→ SOURCE EXTRACT
··········

We adopted two strategies to further select a smaller subset of features. We performed 50 times an elastic net logistic model using a logit function to fit the training set data (lasso and lassoglm routines in Matlab® enviroment). We decided to use elastic net, as it was proposed to overcome the limits of lasso in cases like our38. Indeed, when the number of observation n is much higher than the number of features p, the lasso selects at most n variables before it saturates, because of the nature of the convex optimization problem. This seems to be a limiting feature for a variable selection method. If there is a group of variables among which the pairwise correlations are very high, then the lasso tends to select only one variable from the group and does not care which one is selected. We decide to use 𝛼 = 0.5, i.e. the weight of lasso (L1) versus ridge (L2) optimization, as a good compromise.

We considered a binary classification (S = 0, NS = 1) and the output of the model is a value between 0 and 1, which represents a sort of probability. We then selected the coefficients of the model with the minimal deviance. We also applied another strategy, instead of the coefficients we select the shrinkage parameter λ, corresponding to the model with the minimal deviance, and we used it to fit the elastic net model on the training set to obtain the coefficients of the logistic regression. In both cases, the models were then evaluated on the testing set and the performance were assessed by the number of correct imputations.

··········

→ SUPPLIED ENTRIES
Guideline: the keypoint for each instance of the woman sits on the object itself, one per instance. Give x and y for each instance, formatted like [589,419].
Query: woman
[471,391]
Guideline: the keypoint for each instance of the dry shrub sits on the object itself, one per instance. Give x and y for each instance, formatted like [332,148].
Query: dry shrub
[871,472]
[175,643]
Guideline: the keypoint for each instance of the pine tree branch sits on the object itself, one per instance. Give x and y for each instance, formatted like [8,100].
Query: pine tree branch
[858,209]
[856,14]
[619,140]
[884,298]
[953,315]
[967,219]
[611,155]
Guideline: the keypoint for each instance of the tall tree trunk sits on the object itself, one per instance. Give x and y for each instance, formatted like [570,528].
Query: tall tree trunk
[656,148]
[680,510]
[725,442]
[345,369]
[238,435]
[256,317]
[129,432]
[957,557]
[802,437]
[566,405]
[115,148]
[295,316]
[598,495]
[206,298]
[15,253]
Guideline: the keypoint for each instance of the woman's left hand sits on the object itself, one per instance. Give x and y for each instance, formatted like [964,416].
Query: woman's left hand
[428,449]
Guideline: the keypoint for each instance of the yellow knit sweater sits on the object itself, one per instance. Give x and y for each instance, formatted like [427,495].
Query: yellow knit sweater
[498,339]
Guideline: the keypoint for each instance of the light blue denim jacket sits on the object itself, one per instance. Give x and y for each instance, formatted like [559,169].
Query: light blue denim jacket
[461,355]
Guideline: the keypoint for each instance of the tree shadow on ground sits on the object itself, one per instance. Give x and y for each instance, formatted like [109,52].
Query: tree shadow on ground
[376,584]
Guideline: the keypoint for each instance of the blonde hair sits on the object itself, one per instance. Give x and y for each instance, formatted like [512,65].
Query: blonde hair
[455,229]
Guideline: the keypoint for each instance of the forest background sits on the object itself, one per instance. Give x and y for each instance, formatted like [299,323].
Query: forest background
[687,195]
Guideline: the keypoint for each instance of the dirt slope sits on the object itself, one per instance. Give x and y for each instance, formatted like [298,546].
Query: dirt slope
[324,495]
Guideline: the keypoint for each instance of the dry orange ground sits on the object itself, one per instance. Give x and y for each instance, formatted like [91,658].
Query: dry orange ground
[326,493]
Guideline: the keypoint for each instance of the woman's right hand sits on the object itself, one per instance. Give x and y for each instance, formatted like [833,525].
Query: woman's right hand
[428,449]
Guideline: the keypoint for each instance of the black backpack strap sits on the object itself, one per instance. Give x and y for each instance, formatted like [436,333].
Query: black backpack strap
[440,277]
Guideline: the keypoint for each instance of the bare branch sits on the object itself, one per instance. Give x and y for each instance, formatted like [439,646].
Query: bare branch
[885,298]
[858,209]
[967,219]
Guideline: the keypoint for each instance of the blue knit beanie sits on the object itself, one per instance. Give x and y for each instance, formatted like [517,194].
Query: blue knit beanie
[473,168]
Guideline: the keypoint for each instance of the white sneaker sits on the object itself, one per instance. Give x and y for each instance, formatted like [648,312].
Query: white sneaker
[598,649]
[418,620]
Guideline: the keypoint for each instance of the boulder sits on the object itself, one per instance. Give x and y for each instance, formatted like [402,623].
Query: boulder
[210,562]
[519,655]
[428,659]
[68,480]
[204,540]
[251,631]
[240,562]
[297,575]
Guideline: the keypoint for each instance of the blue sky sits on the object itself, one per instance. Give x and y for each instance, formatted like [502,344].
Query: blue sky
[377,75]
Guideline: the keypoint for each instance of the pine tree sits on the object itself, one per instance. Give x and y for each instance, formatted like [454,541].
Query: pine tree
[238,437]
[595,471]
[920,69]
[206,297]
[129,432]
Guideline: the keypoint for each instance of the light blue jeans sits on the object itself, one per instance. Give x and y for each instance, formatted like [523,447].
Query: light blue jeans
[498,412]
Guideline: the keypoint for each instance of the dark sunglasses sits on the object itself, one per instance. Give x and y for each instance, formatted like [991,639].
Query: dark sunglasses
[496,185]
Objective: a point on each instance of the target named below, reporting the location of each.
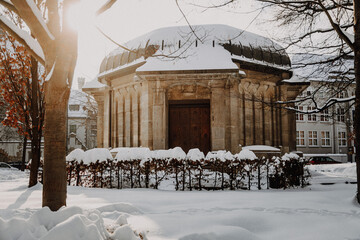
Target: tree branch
(105, 7)
(32, 17)
(9, 6)
(24, 38)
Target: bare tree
(54, 44)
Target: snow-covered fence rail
(174, 169)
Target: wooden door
(189, 126)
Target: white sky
(128, 19)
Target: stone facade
(134, 105)
(135, 113)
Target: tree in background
(23, 98)
(319, 28)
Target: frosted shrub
(140, 167)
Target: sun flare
(80, 15)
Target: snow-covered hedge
(174, 169)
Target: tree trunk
(54, 188)
(357, 92)
(35, 115)
(24, 154)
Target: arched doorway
(189, 125)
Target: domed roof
(242, 45)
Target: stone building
(82, 110)
(215, 89)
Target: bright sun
(81, 15)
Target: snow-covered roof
(204, 58)
(209, 47)
(261, 148)
(93, 84)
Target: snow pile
(173, 153)
(220, 155)
(177, 153)
(68, 223)
(246, 154)
(129, 154)
(339, 170)
(76, 155)
(263, 148)
(97, 154)
(11, 174)
(195, 155)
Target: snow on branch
(24, 38)
(39, 17)
(105, 7)
(31, 15)
(8, 5)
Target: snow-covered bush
(173, 168)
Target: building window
(74, 107)
(342, 139)
(72, 128)
(299, 115)
(312, 138)
(325, 138)
(311, 117)
(300, 138)
(340, 114)
(324, 115)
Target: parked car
(6, 166)
(16, 164)
(322, 160)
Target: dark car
(322, 160)
(6, 166)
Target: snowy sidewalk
(321, 212)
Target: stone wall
(133, 111)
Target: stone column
(120, 119)
(127, 121)
(218, 118)
(135, 117)
(106, 119)
(234, 117)
(159, 118)
(145, 116)
(100, 120)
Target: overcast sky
(128, 19)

··········

Please copy the elastic net passage in full, word for word. The listing has no connection to the elastic net passage.

We adopted two strategies to further select a smaller subset of features. We performed 50 times an elastic net logistic model using a logit function to fit the training set data (lasso and lassoglm routines in Matlab® enviroment). We decided to use elastic net, as it was proposed to overcome the limits of lasso in cases like our38. Indeed, when the number of observation n is much higher than the number of features p, the lasso selects at most n variables before it saturates, because of the nature of the convex optimization problem. This seems to be a limiting feature for a variable selection method. If there is a group of variables among which the pairwise correlations are very high, then the lasso tends to select only one variable from the group and does not care which one is selected. We decide to use 𝛼 = 0.5, i.e. the weight of lasso (L1) versus ridge (L2) optimization, as a good compromise.

We considered a binary classification (S = 0, NS = 1) and the output of the model is a value between 0 and 1, which represents a sort of probability. We then selected the coefficients of the model with the minimal deviance. We also applied another strategy, instead of the coefficients we select the shrinkage parameter λ, corresponding to the model with the minimal deviance, and we used it to fit the elastic net model on the training set to obtain the coefficients of the logistic regression. In both cases, the models were then evaluated on the testing set and the performance were assessed by the number of correct imputations.